-- Texte proposé --
........

Le quartier général du TMI se trouvait non pas à Nuremberg mais à Berlin

Les autorités soviétiques avaient insisté pour que le procès du TMI se tienne à Berlin, où les nations vainqueurs avaient établi le Conseil de contrôle allié, l’organe directeur des zones d’occupation de l’Allemagne.

Les trois autres alliés souhaitaient, quant à eux, que le procès ait lieu à Nuremberg, dans la zone d’occupation américaine. À la différence de celui de Berlin, le Palais de Justice de Nuremberg était relié à la prison par un souterrain. Par ailleurs, cette ville de Bavière avait une dimension symbolique : tous les congrès du parti national-socialiste s’y étaient tenus depuis 1927 et les lois sur le drapeau du Reich, sur la citoyenneté du Reich et sur la protection du sang allemand et de l’honneur allemand (lois de Nuremberg) y avaient été adoptées en septembre 1935 .

........

Enregistrements d'annotation de position
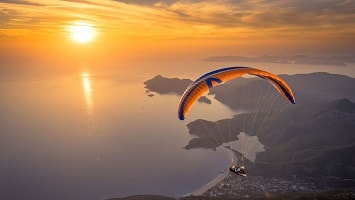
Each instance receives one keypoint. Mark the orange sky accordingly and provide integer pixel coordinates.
(174, 29)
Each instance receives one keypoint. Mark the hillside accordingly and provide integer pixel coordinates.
(314, 137)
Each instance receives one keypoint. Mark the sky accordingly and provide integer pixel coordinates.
(37, 31)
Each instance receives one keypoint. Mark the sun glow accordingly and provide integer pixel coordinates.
(81, 32)
(87, 89)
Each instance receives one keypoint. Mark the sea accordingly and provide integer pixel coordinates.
(96, 135)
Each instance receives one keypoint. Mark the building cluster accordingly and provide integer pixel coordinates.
(257, 186)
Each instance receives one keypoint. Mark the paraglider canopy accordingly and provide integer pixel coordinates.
(216, 77)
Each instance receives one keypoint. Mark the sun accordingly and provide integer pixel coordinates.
(81, 32)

........

-- Consignes --
a. Recopiez fidèlement le passage de l'extrait sur le lieu du procès du TMI qui va de « Le quartier général » à « d’occupation de l’Allemagne. ».
b. Répondez aux questions suivantes à partir de l'extrait sur le lieu du procès du TMI.
(i) Dans quelle ville les autorités soviétiques voulaient-elles que le procès se tienne ?
(ii) Qu'est-ce qui reliait le Palais de Justice de Nuremberg à la prison ?
(iii) En quel mois et en quelle année les lois de Nuremberg furent-elles adoptées ?
Ces enregistrements forment un ensemble distinct du texte.

-- Réponses complètes --
a.
Le quartier général du TMI se trouvait non pas à Nuremberg mais à Berlin

Les autorités soviétiques avaient insisté pour que le procès du TMI se tienne à Berlin, où les nations vainqueurs avaient établi le Conseil de contrôle allié, l’organe directeur des zones d’occupation de l’Allemagne.

b.
(i) À Berlin.
(ii) Un souterrain.
(iii) En septembre 1935.